— START Data provided —

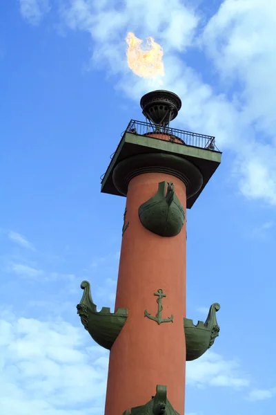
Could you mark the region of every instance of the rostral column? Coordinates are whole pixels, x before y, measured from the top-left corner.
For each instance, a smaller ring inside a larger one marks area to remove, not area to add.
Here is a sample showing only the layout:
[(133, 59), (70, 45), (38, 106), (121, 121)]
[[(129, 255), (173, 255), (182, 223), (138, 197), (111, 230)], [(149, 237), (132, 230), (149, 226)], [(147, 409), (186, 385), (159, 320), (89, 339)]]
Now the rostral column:
[(167, 91), (141, 99), (101, 192), (126, 196), (115, 311), (97, 311), (84, 281), (77, 306), (92, 338), (110, 351), (105, 415), (184, 413), (186, 360), (212, 346), (219, 328), (186, 316), (186, 209), (221, 162), (215, 138), (169, 127), (181, 106)]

— END Data provided —

Given instruction> Could you write out the material above again with "top-left corner" replaced by "upper-left corner", keeping every other word the same and leaving out the pictures?

Full output>
Could you mark the region of every instance of the rostral column? Coordinates are whole pixels, x before y, measured from the upper-left corner.
For each instance, a smaller ring inside a larger one marks area to remove, not area to add.
Here is a sample showing only the layout:
[(133, 59), (70, 45), (38, 106), (121, 121)]
[[(129, 255), (173, 255), (182, 223), (138, 197), (111, 230)], [(149, 237), (132, 230), (149, 226)], [(147, 409), (186, 385), (159, 320), (89, 339)]]
Now the rostral column:
[(167, 91), (141, 99), (101, 192), (126, 196), (115, 311), (97, 311), (84, 281), (77, 306), (92, 338), (110, 351), (105, 415), (184, 413), (186, 360), (212, 346), (219, 328), (186, 316), (186, 209), (221, 162), (215, 138), (169, 127), (181, 106)]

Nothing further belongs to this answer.